• SELECTED TEXT:
-.-.-

Our faculty members participate in conferences around the world, conduct groundbreaking research, and publish books and journal papers that contribute to their field and highlight their expertise. We feature those accomplishments and more in this section.
College of Arts and Humanities
Corina Benavides-Lopez, assistant professor of Chicana and Chicano Studies, delivered the keynote address on Sept. 12 at “Si a la Exelencia Academica!: Celebrating the Cultural Wealth of Familial Resistance in Turbulent Times.” Cal Poly Pomona’s Hilda Solis Scholarship Dinner and Reception.
Salim Faraji, professor of Africana Studies, presented his paper “William Leo Hansberry Pioneer of Africana Nubiology: Toward a Transdisciplinary Nexus of Nubian Archaeology, Africana Studies & Africanist Scholarship” (click here for an abstract; page 8) at the Origins and Afterlives of Kush Conference at University of California, Santa Barbara, in July 2019.
Donna Nicol, associate professor and chair of Africana Studies, served as a panelist for the 4th Annual Working Symposium for Early-Mid Career Women of Color in September 2019. The conference was sponsored by the Callie House Center for the Study of Global Black Cultures and Politics at Vanderbilt University.
College of Education
Anthony Normore, professor emeritus of School Leadership in Graduate Education, has been named the 2019 recipient of the International Authentic Leadership Award from the University Council for Educational Administration’s Consortium for the Study of Leadership and Ethics in Education (CSLEE). The CSLEE is a consortium of faculty and research associates representing eight international university-based centers and institutes. Normore will be honored in November 2019 during CSLEE’s 24th Values and Leadership Conference in New Orleans.

-.-.-

• DATA EXTRACTS:
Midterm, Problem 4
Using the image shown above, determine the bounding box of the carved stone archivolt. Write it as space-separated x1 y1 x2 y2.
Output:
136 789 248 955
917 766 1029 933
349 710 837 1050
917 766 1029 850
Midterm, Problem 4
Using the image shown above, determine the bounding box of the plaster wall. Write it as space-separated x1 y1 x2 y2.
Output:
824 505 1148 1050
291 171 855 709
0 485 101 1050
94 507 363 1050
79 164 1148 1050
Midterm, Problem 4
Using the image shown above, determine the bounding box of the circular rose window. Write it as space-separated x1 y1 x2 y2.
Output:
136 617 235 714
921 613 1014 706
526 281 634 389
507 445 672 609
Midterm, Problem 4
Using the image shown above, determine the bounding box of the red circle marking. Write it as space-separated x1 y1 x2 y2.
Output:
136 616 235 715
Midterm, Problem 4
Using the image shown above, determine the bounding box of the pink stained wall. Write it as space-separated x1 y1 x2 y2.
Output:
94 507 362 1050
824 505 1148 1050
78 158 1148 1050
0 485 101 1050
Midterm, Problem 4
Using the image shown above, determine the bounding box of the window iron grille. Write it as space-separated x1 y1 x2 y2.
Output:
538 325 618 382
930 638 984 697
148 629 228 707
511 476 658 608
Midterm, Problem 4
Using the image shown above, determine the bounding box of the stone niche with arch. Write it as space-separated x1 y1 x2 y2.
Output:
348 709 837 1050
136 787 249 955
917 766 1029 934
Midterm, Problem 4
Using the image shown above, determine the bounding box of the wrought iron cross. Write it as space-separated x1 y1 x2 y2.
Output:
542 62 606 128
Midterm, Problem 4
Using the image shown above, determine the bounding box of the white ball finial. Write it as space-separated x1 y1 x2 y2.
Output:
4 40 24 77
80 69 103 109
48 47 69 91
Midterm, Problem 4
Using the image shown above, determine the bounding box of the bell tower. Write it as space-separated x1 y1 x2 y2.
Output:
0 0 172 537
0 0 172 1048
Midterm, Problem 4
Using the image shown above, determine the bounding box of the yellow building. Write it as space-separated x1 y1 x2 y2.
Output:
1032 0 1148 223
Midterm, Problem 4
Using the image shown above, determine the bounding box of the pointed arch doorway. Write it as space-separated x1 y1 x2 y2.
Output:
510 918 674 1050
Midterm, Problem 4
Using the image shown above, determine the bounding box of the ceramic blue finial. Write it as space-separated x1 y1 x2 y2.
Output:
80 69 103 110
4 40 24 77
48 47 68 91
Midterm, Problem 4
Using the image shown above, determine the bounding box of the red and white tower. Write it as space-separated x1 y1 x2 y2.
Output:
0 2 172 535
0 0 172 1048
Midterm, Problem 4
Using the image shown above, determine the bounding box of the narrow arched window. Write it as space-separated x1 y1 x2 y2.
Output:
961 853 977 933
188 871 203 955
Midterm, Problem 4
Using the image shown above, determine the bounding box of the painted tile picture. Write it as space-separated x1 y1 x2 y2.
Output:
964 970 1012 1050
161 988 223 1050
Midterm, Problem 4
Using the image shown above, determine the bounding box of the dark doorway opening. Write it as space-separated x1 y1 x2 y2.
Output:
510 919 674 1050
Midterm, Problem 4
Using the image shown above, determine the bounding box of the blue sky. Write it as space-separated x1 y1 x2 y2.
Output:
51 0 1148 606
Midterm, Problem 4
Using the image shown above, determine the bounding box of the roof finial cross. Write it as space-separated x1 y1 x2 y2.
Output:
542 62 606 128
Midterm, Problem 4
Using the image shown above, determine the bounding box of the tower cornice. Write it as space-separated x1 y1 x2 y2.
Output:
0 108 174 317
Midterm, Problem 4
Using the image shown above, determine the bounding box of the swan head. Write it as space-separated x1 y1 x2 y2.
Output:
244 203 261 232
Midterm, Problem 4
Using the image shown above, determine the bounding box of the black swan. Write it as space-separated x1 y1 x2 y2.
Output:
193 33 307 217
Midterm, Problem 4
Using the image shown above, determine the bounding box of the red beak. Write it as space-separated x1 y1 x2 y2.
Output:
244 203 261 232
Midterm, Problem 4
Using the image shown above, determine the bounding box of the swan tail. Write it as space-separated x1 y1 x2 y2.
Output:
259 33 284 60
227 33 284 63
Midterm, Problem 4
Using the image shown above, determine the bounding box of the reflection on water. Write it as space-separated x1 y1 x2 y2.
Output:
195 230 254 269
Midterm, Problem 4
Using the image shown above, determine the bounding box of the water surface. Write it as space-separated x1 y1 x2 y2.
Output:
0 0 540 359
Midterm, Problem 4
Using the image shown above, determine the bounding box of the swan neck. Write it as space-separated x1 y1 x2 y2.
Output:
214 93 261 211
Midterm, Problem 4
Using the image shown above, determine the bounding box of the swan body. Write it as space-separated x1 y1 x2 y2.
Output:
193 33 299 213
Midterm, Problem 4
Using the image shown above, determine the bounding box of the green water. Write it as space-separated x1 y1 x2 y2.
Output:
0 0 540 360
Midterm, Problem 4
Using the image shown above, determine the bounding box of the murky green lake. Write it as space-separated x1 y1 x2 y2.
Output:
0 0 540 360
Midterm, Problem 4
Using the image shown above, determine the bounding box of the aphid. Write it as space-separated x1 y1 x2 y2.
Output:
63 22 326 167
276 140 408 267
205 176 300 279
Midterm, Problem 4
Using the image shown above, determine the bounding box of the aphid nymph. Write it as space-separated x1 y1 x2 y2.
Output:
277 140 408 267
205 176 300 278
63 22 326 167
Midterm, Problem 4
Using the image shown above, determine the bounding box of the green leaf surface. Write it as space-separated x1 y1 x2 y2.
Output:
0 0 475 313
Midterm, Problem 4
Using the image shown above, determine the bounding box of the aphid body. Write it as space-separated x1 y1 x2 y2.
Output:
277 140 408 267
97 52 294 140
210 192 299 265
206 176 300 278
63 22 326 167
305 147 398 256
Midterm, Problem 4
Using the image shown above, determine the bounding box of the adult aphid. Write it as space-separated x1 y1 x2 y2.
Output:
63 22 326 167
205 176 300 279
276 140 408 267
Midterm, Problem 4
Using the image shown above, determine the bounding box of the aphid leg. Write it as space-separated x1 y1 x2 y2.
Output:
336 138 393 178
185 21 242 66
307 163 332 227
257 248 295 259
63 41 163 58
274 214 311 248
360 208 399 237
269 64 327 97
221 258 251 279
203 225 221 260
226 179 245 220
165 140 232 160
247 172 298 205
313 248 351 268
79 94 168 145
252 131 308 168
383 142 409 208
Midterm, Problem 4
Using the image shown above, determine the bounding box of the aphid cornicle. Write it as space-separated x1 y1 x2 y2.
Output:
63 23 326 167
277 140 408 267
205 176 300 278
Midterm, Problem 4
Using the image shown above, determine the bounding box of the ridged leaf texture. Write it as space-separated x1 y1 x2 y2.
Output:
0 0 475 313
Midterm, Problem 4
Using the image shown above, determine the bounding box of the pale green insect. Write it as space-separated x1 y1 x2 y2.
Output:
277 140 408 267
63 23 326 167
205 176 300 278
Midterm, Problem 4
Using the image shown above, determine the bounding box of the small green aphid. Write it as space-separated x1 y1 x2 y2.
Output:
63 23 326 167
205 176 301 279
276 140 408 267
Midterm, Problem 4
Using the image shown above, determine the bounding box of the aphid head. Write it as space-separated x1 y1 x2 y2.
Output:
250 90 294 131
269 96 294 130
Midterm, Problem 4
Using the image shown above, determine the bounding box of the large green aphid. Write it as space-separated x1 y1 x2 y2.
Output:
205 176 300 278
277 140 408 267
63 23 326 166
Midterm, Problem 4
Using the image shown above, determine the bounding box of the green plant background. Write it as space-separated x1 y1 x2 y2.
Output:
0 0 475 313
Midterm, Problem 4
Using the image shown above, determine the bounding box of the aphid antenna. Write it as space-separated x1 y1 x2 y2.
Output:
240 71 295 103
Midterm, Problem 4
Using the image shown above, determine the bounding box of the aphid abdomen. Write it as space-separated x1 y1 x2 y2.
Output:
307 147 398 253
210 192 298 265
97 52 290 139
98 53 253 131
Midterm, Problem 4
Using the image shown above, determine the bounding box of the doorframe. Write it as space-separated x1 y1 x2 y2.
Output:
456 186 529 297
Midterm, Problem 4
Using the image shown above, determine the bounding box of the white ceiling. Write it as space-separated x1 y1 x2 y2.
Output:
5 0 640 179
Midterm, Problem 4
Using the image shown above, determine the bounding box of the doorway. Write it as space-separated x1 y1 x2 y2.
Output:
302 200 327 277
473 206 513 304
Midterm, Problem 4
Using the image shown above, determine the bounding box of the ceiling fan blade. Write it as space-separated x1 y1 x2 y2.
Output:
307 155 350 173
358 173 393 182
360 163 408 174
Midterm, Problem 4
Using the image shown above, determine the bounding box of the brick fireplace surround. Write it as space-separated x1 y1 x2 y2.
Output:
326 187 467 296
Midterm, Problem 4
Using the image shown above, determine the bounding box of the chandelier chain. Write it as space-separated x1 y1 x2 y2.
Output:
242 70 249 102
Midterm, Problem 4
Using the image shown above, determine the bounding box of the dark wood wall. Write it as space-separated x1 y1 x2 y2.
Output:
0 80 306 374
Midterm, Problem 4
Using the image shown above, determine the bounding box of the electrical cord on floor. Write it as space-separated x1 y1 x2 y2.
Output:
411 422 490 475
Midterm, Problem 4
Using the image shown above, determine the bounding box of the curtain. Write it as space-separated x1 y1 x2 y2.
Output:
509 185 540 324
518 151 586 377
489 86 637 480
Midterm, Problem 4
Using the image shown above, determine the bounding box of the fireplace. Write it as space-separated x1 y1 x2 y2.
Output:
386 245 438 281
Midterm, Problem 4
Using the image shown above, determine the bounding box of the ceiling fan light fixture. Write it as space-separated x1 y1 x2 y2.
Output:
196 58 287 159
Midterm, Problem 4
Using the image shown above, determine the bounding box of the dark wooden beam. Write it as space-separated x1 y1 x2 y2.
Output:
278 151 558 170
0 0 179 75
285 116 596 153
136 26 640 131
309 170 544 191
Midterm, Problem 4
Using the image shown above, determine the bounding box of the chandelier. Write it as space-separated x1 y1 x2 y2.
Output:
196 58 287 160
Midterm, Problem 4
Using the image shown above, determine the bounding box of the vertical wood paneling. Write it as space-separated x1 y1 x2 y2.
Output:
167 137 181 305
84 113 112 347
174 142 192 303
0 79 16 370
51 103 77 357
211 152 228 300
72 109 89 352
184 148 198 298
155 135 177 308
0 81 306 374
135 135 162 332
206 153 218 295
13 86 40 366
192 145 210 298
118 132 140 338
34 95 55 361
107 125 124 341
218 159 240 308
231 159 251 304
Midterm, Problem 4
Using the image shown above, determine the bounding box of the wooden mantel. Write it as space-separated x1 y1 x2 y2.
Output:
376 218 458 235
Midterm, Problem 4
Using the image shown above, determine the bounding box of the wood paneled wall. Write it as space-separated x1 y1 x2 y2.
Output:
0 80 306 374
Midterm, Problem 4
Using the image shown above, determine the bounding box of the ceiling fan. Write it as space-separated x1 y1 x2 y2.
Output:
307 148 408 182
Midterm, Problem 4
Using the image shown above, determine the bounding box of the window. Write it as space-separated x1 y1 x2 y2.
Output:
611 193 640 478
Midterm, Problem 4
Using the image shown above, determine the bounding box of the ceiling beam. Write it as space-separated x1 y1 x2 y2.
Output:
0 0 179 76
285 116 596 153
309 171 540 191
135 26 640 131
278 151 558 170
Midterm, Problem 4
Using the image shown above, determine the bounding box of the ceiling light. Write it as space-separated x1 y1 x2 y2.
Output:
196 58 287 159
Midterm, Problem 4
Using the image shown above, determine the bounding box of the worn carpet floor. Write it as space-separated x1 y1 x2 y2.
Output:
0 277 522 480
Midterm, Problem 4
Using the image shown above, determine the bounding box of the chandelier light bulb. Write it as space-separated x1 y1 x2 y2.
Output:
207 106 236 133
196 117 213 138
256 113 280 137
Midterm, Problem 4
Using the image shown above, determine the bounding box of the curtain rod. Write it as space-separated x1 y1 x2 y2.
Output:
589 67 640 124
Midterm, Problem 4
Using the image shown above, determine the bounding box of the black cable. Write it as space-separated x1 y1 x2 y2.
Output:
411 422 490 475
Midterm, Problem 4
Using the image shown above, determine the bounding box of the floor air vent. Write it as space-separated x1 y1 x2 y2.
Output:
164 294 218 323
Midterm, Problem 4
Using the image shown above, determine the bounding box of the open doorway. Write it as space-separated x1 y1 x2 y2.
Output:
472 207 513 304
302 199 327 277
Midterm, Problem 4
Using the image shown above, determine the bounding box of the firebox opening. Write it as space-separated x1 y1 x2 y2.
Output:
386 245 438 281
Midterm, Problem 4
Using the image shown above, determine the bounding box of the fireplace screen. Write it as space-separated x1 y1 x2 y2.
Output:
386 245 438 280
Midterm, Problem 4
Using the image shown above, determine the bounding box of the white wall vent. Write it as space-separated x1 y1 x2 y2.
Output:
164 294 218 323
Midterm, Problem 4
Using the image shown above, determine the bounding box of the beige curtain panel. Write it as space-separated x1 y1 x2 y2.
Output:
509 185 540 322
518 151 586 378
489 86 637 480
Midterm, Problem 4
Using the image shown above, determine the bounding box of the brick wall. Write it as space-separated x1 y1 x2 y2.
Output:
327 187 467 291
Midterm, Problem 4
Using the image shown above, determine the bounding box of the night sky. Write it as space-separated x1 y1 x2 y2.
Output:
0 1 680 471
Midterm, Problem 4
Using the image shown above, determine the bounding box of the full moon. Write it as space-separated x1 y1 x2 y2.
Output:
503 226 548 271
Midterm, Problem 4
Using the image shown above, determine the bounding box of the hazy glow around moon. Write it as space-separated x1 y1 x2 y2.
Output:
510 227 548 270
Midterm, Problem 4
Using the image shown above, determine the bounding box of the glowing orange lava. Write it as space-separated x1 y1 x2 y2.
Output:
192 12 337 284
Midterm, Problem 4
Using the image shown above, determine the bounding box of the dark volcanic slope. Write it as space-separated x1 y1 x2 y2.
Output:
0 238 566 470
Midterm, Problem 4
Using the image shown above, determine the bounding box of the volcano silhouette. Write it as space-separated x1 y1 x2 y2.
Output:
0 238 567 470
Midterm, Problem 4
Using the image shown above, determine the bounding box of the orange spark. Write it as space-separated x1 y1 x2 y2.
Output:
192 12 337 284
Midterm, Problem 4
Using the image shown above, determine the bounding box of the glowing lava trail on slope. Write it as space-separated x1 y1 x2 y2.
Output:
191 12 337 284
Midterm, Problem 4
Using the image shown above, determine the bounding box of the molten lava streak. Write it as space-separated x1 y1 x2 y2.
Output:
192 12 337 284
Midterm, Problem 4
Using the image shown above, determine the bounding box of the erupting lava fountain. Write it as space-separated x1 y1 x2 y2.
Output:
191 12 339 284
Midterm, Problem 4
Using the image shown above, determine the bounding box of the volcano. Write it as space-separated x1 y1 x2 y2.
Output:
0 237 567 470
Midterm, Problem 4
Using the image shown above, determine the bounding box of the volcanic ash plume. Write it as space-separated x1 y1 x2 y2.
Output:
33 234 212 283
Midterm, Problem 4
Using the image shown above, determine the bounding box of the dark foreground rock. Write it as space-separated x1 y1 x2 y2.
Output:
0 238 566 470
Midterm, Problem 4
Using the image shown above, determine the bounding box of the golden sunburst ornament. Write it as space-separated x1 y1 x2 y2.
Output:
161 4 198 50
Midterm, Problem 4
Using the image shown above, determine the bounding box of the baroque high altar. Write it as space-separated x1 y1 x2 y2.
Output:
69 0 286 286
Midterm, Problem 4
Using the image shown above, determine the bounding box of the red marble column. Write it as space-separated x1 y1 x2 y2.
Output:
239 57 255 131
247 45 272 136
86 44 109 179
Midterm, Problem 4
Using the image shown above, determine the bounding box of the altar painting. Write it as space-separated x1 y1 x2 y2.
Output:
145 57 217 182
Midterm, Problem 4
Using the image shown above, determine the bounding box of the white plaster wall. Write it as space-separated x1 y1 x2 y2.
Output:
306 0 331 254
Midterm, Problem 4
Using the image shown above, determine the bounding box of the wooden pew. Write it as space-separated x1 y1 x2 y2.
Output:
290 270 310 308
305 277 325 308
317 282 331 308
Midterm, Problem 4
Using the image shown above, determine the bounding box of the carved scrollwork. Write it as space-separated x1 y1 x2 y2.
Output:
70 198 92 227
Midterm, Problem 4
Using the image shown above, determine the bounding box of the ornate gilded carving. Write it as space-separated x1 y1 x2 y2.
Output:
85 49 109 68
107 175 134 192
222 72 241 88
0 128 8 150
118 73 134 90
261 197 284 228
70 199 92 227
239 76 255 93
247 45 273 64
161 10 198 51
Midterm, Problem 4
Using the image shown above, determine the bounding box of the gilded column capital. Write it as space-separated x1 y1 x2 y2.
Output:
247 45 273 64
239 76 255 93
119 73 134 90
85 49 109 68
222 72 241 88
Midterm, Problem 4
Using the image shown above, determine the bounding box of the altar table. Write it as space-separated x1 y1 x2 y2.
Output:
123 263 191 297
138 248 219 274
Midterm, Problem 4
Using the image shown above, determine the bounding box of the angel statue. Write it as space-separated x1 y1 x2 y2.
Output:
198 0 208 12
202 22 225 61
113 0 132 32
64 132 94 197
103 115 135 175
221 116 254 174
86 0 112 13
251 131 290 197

-.-.-

• PROBLEMS TO WORK ON:
A: Print the faculty accomplishments text starting with "College of Arts" and going on through "Dinner and Reception.".
B: In the faculty accomplishments text, which center sponsored the symposium where Donna Nicol served as a panelist?
C: Pick up the faculty accomplishments text after its last sentence and carry it further.
The rows have no connection to the faculty accomplishments text.

• ANSWERS:
A:
College of Arts and Humanities
Corina Benavides-Lopez, assistant professor of Chicana and Chicano Studies, delivered the keynote address on Sept. 12 at “Si a la Exelencia Academica!: Celebrating the Cultural Wealth of Familial Resistance in Turbulent Times.” Cal Poly Pomona’s Hilda Solis Scholarship Dinner and Reception.

B: The Callie House Center for the Study of Global Black Cultures and Politics at Vanderbilt University.

C:
Recent quotes and/or interviews in the media from faculty
“Have you used trigger warnings in your classes? Since Slate magazine called 2013 “the year of the trigger warning,” these statements, which inform students of distressing or potentially re-traumatizing content, have been a subject of national debate. Though they are common, there is limited evidence of their usefulness.” –Mara Grayson, assistant professor of English, was the featured expert for Inside Higher Ed’s “Academic Minute” on Sept. 9.
“What we see here is that the Saudi’s are willing to come out because President Donald Trump was waiting for the Saudis to declare who did it. They have long been urging the U.S. to attack Iran, so it’s very important for the Saudis to use this to their advantage.” –Hamoud Salhi, associate dean of International Education, was a featured panelist on CGTN’s “The Heat” to discuss the attack on Saudi Arabia’s oil fields on Sept. 14.